---------- SELECTED TEXT

There is a thread from a while back that someone from the UK put together describing a discus display with an ingenious mechanism for growing plants hydroponically around the top rim of the tank.



kingborris said:


> *Water*


This is the same general plant growing concept as applied in a planted riparium and the emergent plants here create a pleasing tropical effect, but they reach up and out of the tank and thus don't really interact visually with the things inside of the aquarium in a very convincing way. This system must have outstanding biological filtration.

The tallest plants in the 120 that I have set up actually do grow up out of the tank, but are mostly contained within.


----------



## macclellan (Dec 22, 2006)

hydrophyte said:


> Since all of the elements inside of the frame relate to each other in a relative way, with thoughtful and artistic planning and the right plants and substrates one can create a design that seems to fill a much larger space than it really does and express other ideas and feelings. If you take away the aquarium frame (or photograph frame, which usually conforms to the bounds of the tank), it is all reduced to just a little group of plants sitting there, which still might be nice enough, as in a _wabi kusa_ arrangement.

--------------------
---------- DATA EXCERPTS

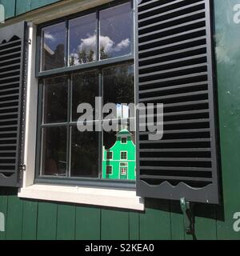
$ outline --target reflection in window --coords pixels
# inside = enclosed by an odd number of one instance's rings
[[[122,138],[126,138],[122,144]],[[109,152],[112,152],[112,158],[108,158]],[[134,136],[128,129],[121,129],[118,132],[103,132],[102,173],[104,179],[135,180],[136,146]],[[124,162],[122,162],[122,160]],[[111,175],[109,176],[107,166],[112,166]]]
[[[97,58],[96,14],[72,19],[69,22],[69,66],[91,62]]]
[[[95,97],[99,95],[98,73],[94,70],[74,74],[72,83],[72,120],[77,121],[82,114],[77,113],[79,104],[95,106]]]
[[[113,159],[113,152],[111,151],[106,152],[106,159]]]
[[[72,127],[71,177],[98,177],[98,132],[80,132]]]
[[[66,77],[44,80],[44,122],[65,122],[67,118]]]
[[[131,4],[101,10],[99,19],[100,58],[130,54],[133,34]]]
[[[121,151],[120,158],[121,158],[122,160],[126,160],[126,159],[127,159],[127,151]]]
[[[66,23],[62,22],[42,30],[42,70],[66,66]]]
[[[66,176],[66,128],[42,129],[42,175]]]
[[[103,70],[103,102],[116,104],[117,117],[129,118],[125,104],[134,103],[134,74],[133,65],[123,65]]]
[[[107,175],[111,175],[113,174],[113,166],[106,166],[106,173]]]

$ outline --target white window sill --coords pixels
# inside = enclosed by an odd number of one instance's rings
[[[144,210],[143,198],[135,191],[86,188],[78,186],[32,185],[22,188],[19,198],[57,201]]]

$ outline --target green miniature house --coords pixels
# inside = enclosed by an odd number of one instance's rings
[[[132,134],[123,129],[116,135],[116,142],[110,149],[103,146],[102,178],[136,179],[136,146]]]

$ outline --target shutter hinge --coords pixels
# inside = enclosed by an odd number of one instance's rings
[[[18,183],[19,186],[22,186],[22,179],[23,179],[23,173],[26,171],[26,165],[19,165],[18,169]]]
[[[180,206],[184,216],[184,226],[186,234],[194,234],[194,219],[193,205],[184,198],[180,199]]]
[[[19,171],[21,171],[21,172],[26,171],[26,165],[20,165],[19,166]]]

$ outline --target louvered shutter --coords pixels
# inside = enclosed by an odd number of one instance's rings
[[[209,0],[137,1],[136,98],[164,104],[162,140],[139,131],[137,113],[139,196],[219,202],[211,10]]]
[[[19,186],[23,158],[26,23],[0,28],[0,186]]]

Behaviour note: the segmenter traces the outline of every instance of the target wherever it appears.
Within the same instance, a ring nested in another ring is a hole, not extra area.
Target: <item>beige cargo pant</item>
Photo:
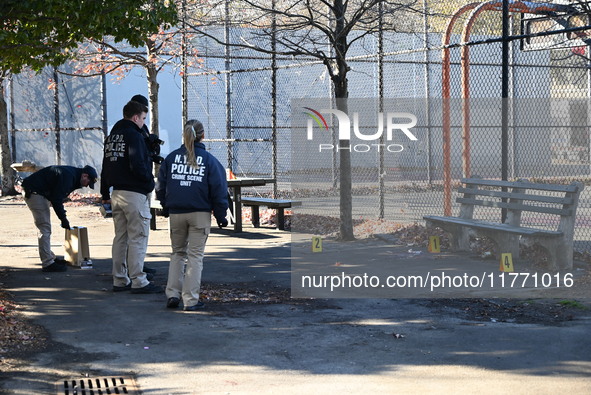
[[[55,254],[51,251],[51,203],[36,193],[25,198],[25,203],[31,210],[33,221],[38,229],[37,244],[39,245],[41,264],[43,267],[47,267],[55,261]]]
[[[199,302],[205,243],[211,228],[211,213],[170,214],[172,255],[166,297],[183,300],[185,307]]]
[[[132,288],[142,288],[150,282],[144,273],[144,258],[150,234],[150,195],[114,190],[111,209],[115,238],[113,257],[113,285],[124,287],[131,281]]]

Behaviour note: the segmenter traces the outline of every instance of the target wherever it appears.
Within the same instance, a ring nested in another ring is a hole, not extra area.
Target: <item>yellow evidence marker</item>
[[[502,272],[512,272],[513,271],[513,256],[511,253],[501,254],[501,265],[499,270]]]
[[[312,237],[312,252],[322,252],[322,237]]]
[[[429,236],[429,252],[441,252],[441,244],[439,243],[439,236]]]

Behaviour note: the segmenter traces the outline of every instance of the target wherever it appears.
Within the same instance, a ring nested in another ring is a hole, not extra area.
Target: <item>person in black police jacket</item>
[[[123,119],[105,139],[101,195],[103,204],[110,203],[113,211],[115,292],[163,292],[143,270],[150,232],[150,194],[154,189],[152,162],[141,132],[147,113],[146,106],[129,101],[123,107]]]
[[[67,270],[66,261],[56,258],[51,251],[51,212],[61,221],[64,229],[70,229],[66,217],[64,199],[74,190],[82,187],[94,188],[97,172],[91,166],[48,166],[31,174],[23,180],[25,203],[33,214],[35,226],[39,230],[39,258],[44,272],[63,272]]]
[[[212,212],[220,228],[228,225],[226,172],[205,150],[201,142],[204,136],[201,122],[187,121],[183,145],[162,162],[156,184],[156,198],[165,215],[170,215],[172,255],[166,306],[176,308],[182,298],[185,311],[205,307],[199,300],[199,291]]]

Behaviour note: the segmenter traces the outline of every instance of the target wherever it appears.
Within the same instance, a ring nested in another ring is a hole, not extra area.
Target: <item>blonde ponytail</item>
[[[195,119],[187,121],[183,129],[183,145],[187,149],[187,163],[191,167],[199,167],[195,158],[195,143],[203,140],[203,137],[203,124]]]

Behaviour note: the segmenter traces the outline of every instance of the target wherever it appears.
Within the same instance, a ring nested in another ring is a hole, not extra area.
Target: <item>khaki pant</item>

--------------------

EXERCISE REQUIREMENTS |
A. Copy the stretch of the aquarium forum thread from "This is the" through "outstanding biological filtration.".
B. In the aquarium forum thread, where on the discus display are the plants grown hydroponically?

SOLUTIONS TO EACH TASK |
A.
This is the same general plant growing concept as applied in a planted riparium and the emergent plants here create a pleasing tropical effect, but they reach up and out of the tank and thus don't really interact visually with the things inside of the aquarium in a very convincing way. This system must have outstanding biological filtration.

B. Around the top rim of the tank.